“Tu és pedra, e sobre esta rocha eu construirei minha Igreja” (Mt 16,18)
O evangelho deste domingo nos situa num destes momentos em que Pedro, com sua habitual ousadia e rapidez, responde à pergunta que Jesus lhes dirige sobre sua identidade: “Tu és o Messias, o Filho do Deus vivo”. Diante da pronta confissão, Jesus o chamou, em hebraico, “Kephas”.
O texto grego usa duas expressões: “petros” e “petra”. Simão é por si mesmo um “petros” (pedregulho, cascalho), mas, através de sua confissão messiânica, afirmando que Jesus é o Cristo, o Filho do Deus vivo, ele realizou uma missão essencial no princípio da Igreja; assim, o mesmo Jesus acolheu esta profissão de fé e lhe chamou bem-aventurado (“makarios”), acrescentando que sobre a rocha da confissão de Pedro (“petra”) edificará sua Igreja.

» **Instruções**:
[A] Liste os termos em hebraico e em grego que o comentário sobre a confissão de Pedro cita entre aspas.
[B] Escreva a continuação do comentário sobre a confissão de Pedro a partir do ponto em que ele termina.

(Registros brutos)

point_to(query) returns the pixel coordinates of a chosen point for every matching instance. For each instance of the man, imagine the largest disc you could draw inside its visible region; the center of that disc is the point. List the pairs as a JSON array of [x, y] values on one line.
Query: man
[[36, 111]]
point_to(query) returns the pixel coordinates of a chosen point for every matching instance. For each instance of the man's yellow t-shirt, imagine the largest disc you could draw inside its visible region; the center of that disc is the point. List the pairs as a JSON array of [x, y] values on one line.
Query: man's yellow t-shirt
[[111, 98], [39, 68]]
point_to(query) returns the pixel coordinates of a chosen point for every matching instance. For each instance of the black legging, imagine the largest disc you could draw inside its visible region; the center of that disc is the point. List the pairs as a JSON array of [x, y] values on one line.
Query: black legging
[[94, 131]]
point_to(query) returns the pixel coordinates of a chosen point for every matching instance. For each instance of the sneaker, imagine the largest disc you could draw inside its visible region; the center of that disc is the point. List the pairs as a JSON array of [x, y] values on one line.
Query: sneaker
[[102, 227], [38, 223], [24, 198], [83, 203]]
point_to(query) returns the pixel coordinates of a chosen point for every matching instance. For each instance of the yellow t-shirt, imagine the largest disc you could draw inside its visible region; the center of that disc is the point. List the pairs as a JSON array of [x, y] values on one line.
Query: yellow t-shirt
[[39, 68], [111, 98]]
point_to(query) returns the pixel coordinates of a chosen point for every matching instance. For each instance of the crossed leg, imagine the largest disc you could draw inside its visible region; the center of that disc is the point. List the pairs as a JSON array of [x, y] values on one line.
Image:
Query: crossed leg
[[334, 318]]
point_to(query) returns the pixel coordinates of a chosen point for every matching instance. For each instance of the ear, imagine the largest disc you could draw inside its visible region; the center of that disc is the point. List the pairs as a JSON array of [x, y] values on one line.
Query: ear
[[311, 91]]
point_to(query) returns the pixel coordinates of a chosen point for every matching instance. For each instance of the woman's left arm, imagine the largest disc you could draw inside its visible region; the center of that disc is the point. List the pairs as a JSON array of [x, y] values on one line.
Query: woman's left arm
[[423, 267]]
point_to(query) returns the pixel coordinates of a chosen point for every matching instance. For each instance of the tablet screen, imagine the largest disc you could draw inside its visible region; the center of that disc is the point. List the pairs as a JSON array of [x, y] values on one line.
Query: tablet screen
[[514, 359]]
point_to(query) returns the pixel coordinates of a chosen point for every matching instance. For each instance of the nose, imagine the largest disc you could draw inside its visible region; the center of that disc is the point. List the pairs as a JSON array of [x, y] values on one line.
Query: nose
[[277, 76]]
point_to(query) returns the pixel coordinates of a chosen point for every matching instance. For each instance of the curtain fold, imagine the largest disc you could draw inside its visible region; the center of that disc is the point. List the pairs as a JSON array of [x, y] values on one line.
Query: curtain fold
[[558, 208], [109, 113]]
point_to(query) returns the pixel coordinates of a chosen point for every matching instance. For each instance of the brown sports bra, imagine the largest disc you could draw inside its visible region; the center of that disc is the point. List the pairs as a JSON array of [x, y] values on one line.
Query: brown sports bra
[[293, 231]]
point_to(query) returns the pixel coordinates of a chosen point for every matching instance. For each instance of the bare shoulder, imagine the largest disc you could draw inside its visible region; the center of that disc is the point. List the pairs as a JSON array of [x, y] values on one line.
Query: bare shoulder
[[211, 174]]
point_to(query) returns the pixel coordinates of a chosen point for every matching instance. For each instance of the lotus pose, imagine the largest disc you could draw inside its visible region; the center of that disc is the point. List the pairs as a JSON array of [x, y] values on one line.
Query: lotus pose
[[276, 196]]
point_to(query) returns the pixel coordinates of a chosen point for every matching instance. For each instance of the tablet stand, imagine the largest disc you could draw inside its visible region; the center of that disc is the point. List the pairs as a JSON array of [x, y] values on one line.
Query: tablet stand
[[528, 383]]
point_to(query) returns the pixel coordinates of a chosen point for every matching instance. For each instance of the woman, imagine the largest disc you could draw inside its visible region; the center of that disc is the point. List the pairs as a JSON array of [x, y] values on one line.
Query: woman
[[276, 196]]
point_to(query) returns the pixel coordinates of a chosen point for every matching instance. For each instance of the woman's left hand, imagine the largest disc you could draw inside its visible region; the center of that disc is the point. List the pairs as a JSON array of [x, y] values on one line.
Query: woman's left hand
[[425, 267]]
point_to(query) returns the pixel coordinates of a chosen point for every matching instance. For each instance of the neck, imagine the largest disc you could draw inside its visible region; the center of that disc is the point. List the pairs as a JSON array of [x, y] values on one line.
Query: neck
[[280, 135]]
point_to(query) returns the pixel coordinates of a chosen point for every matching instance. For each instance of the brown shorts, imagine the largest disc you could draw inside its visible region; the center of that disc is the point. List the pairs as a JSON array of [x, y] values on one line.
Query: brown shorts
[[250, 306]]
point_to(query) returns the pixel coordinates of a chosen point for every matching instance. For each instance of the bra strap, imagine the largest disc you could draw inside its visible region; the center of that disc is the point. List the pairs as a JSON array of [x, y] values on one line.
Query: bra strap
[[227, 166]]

» **Respostas**:
[A]
- "Kephas" (hebraico)
- "petros" (grego)
- "petra" (grego)
- "makarios" (grego)

[B]
Por ter recebido uma revelação muito alta de Deus, o próprio Simão que em si mesmo é “petros” (pedra movediça, incapaz de ser alicerce) se converte, de maneira muito profunda, em Petra/rocha firme, revelando-se o alicerce da nova comunidade. O texto distingue e vincula assim duas palavras fundamentais: a) Petros (Pedro masculino), pedra-cascalho do caminho; b) Petra (rocha, feminino), na qual se expressa a revelação do Pai (“não foi um ser humano que te revelou isso, mas o meu Pai que está no céu”).
A realidade de Pedro está vinculada à sua história familiar, ao mundo conhecido ao qual pertence, à sua personalidade: é Simão (“petros”). No entanto, o olhar intenso e profundo de Jesus vai mais além, “perfura” essa realidade, descobrindo em Pedro a sua verdadeira identidade para o qual foi chamado a ser, ao se abrir à Graça: é “Petra” (Cefas). A missão para a qual foi chamado a ser, Pedro ainda não a conhece, mas é um dom que lhe foi dado já desde antes de nascer.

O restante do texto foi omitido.